Items listed in a dataset:
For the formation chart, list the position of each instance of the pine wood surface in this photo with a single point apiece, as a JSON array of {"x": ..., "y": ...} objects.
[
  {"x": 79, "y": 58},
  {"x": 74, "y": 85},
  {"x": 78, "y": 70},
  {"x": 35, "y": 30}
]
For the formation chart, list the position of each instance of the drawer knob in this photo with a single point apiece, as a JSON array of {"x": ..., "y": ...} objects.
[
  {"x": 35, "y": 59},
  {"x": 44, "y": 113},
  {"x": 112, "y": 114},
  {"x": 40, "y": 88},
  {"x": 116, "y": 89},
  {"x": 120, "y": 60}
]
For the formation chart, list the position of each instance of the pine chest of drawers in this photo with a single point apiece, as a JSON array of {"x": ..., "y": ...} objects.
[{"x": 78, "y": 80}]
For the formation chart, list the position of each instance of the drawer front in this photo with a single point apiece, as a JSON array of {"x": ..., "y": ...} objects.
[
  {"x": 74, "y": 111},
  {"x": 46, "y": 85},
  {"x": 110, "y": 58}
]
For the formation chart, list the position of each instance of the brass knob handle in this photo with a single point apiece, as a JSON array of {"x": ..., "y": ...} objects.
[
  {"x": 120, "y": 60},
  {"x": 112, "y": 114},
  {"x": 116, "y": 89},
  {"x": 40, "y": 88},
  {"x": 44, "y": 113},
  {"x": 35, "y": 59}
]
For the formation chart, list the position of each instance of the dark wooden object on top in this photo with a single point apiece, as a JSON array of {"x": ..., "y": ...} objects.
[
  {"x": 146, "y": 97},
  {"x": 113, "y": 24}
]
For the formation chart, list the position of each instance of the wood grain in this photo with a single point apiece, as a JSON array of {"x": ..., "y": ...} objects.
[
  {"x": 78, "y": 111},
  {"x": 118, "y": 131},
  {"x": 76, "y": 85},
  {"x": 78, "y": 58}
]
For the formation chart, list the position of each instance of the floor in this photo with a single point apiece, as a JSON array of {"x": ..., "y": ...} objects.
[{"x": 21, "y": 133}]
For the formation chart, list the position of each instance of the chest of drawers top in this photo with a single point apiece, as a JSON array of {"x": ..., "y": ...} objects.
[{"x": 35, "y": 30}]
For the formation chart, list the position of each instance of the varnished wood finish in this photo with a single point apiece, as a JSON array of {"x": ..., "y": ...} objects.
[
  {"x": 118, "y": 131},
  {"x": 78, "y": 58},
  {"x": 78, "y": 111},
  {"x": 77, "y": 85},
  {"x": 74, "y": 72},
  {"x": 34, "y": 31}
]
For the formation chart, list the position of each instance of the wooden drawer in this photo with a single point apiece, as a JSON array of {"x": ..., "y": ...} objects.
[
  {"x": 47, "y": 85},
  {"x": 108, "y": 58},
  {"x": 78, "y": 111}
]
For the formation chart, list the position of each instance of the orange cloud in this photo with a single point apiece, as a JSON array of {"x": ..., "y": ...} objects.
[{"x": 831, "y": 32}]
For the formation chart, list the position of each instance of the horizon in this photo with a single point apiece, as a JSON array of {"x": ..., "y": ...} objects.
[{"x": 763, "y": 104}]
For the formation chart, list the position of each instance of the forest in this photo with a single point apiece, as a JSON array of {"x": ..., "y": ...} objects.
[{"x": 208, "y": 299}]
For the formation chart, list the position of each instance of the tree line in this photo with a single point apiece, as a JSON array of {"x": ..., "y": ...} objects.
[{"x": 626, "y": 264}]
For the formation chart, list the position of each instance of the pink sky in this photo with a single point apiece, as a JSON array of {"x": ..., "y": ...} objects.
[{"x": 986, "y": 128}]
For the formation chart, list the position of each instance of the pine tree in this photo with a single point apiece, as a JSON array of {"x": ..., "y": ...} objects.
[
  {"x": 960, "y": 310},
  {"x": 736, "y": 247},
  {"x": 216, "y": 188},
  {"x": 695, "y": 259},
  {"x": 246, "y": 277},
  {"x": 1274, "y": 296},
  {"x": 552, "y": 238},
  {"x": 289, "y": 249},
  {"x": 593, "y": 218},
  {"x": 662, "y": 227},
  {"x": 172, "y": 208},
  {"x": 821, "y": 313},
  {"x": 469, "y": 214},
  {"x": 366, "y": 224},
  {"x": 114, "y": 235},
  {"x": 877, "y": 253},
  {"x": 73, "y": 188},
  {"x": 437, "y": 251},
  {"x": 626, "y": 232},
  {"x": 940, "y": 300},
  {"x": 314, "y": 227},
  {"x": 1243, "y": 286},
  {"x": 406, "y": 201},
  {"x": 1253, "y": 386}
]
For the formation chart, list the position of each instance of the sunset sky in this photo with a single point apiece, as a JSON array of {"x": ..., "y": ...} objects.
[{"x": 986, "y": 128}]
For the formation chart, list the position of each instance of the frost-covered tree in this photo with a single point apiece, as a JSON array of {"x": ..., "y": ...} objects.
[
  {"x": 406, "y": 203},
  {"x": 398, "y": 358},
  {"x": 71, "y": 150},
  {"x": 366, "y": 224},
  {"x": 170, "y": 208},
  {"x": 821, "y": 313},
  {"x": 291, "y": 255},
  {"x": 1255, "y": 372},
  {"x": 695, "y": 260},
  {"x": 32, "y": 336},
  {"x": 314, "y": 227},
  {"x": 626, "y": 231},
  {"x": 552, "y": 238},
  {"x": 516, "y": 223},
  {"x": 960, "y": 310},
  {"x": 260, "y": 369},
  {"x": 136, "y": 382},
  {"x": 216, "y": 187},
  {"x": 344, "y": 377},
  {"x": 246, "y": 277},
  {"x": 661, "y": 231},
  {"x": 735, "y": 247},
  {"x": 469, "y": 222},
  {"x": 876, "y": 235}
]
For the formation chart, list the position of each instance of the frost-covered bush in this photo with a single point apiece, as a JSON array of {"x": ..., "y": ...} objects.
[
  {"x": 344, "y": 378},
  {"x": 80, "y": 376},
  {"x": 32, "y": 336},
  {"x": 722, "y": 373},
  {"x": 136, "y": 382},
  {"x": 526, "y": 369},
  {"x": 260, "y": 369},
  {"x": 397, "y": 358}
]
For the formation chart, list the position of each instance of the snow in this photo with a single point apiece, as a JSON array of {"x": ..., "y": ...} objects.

■ **How to complete this task**
Make a faithful copy of every record above.

■ **Output**
For the formation chart, list the position of each instance of the pine wood surface in this photo with a single point apiece, as a JSON array of {"x": ..., "y": ...} objects.
[
  {"x": 79, "y": 58},
  {"x": 74, "y": 85},
  {"x": 78, "y": 70},
  {"x": 35, "y": 30}
]
For the formation chart, list the position of each instance of the drawer knob in this photo with a single point apiece, as a JSON array of {"x": ..., "y": ...} objects.
[
  {"x": 35, "y": 59},
  {"x": 44, "y": 113},
  {"x": 112, "y": 114},
  {"x": 40, "y": 88},
  {"x": 116, "y": 89},
  {"x": 120, "y": 60}
]
For the formation chart, list the position of each instance of the pine chest of drawers in this photo with a single point apiece, as a JSON array of {"x": ..., "y": ...} objects.
[{"x": 78, "y": 80}]
For the formation chart, list the position of each instance of the drawer front in this photo with a single point apiece, as a JSON array of {"x": ..., "y": ...} objects.
[
  {"x": 74, "y": 111},
  {"x": 46, "y": 85},
  {"x": 110, "y": 58}
]
For the formation chart, list the position of each instance of the brass knob handle in this photo with a single point apiece, as a JSON array of {"x": ..., "y": ...} objects.
[
  {"x": 120, "y": 60},
  {"x": 112, "y": 114},
  {"x": 116, "y": 89},
  {"x": 40, "y": 88},
  {"x": 44, "y": 113},
  {"x": 35, "y": 59}
]
For the formation chart, list the position of each instance of the dark wooden object on top in this photo with a single point apiece, as a JSON array of {"x": ..., "y": ...} objects.
[
  {"x": 146, "y": 97},
  {"x": 113, "y": 24}
]
For the formation chart, list the position of each instance of the wood grain in this photo with a single point apiece, as a JSON array of {"x": ..., "y": ...} objects.
[
  {"x": 78, "y": 111},
  {"x": 118, "y": 131},
  {"x": 76, "y": 85},
  {"x": 78, "y": 58}
]
For the formation chart, list the position of each instance of the floor in this photo with a single point apiece, as a JSON array of {"x": ..., "y": ...} objects.
[{"x": 21, "y": 133}]
For the formation chart, list the position of each instance of the chest of drawers top in this photo with a single point apiece, as a JSON array of {"x": ..., "y": ...} objects.
[{"x": 35, "y": 30}]
For the formation chart, list the position of each instance of the varnished wood finish in this photo with a single point apiece, as a JSON array of {"x": ..., "y": ...} objects.
[
  {"x": 118, "y": 131},
  {"x": 78, "y": 58},
  {"x": 78, "y": 111},
  {"x": 77, "y": 85},
  {"x": 74, "y": 72},
  {"x": 34, "y": 31}
]
For the formation chart, list the position of each instance of the wooden drawer in this photo with a single point apiece, as a JSON array of {"x": ..., "y": ...} objects.
[
  {"x": 47, "y": 85},
  {"x": 108, "y": 58},
  {"x": 78, "y": 111}
]
For the formation chart, list the position of each instance of the orange cloud in this photo with a single point apiece, as a JSON array of {"x": ..., "y": ...} objects.
[{"x": 831, "y": 32}]
For the formation chart, list the position of each instance of the horizon in this photo with a single point apiece, as a JSON array of {"x": ..., "y": ...} objects.
[{"x": 763, "y": 104}]
For the formation chart, list the position of each instance of the forest in this photo with a single point apiece, as a JSON array of {"x": ..., "y": ...} objects.
[{"x": 208, "y": 299}]
For the formation chart, list the position of each instance of the tree line in this photo with a single point apiece, as a JSON array of {"x": ..., "y": ...} objects.
[{"x": 626, "y": 264}]
For the formation chart, list the position of each instance of the pink sky in this photo with a single point apiece, as a JSON array of {"x": ..., "y": ...} objects.
[{"x": 986, "y": 128}]
For the formation chart, list the position of each instance of the pine tree in this photo with a single point apiece, as a JSON array of {"x": ..., "y": ...} objects.
[
  {"x": 960, "y": 310},
  {"x": 736, "y": 247},
  {"x": 216, "y": 188},
  {"x": 695, "y": 259},
  {"x": 246, "y": 277},
  {"x": 1274, "y": 296},
  {"x": 552, "y": 238},
  {"x": 289, "y": 249},
  {"x": 593, "y": 218},
  {"x": 662, "y": 227},
  {"x": 172, "y": 208},
  {"x": 821, "y": 313},
  {"x": 469, "y": 214},
  {"x": 366, "y": 224},
  {"x": 114, "y": 235},
  {"x": 877, "y": 253},
  {"x": 73, "y": 188},
  {"x": 437, "y": 251},
  {"x": 626, "y": 232},
  {"x": 940, "y": 300},
  {"x": 314, "y": 227},
  {"x": 1243, "y": 286},
  {"x": 406, "y": 201},
  {"x": 1253, "y": 386}
]
For the formation chart, list the position of each instance of the sunset sky in this photo with a single point apiece, as a JSON array of {"x": ..., "y": ...} objects.
[{"x": 986, "y": 128}]
For the formation chart, list the position of each instance of the frost-covered tree in this photo with a single point apiece, as a JSON array of {"x": ..., "y": ...} objects.
[
  {"x": 406, "y": 203},
  {"x": 398, "y": 358},
  {"x": 71, "y": 150},
  {"x": 366, "y": 224},
  {"x": 170, "y": 208},
  {"x": 821, "y": 313},
  {"x": 291, "y": 255},
  {"x": 1255, "y": 372},
  {"x": 695, "y": 260},
  {"x": 32, "y": 336},
  {"x": 314, "y": 227},
  {"x": 626, "y": 231},
  {"x": 552, "y": 238},
  {"x": 516, "y": 223},
  {"x": 960, "y": 310},
  {"x": 260, "y": 369},
  {"x": 136, "y": 382},
  {"x": 216, "y": 187},
  {"x": 344, "y": 377},
  {"x": 246, "y": 277},
  {"x": 661, "y": 231},
  {"x": 735, "y": 247},
  {"x": 469, "y": 222},
  {"x": 876, "y": 235}
]
For the formation chart, list the position of each instance of the frost-covered bush in this photo with a single point apiece, as a JSON array of {"x": ..., "y": ...} objects.
[
  {"x": 344, "y": 378},
  {"x": 80, "y": 376},
  {"x": 32, "y": 336},
  {"x": 722, "y": 373},
  {"x": 136, "y": 382},
  {"x": 526, "y": 369},
  {"x": 260, "y": 369},
  {"x": 397, "y": 358}
]
For the formation chart, list the position of each instance of the snow in this photo with a single point apiece, as a JSON array of {"x": ..., "y": ...} objects.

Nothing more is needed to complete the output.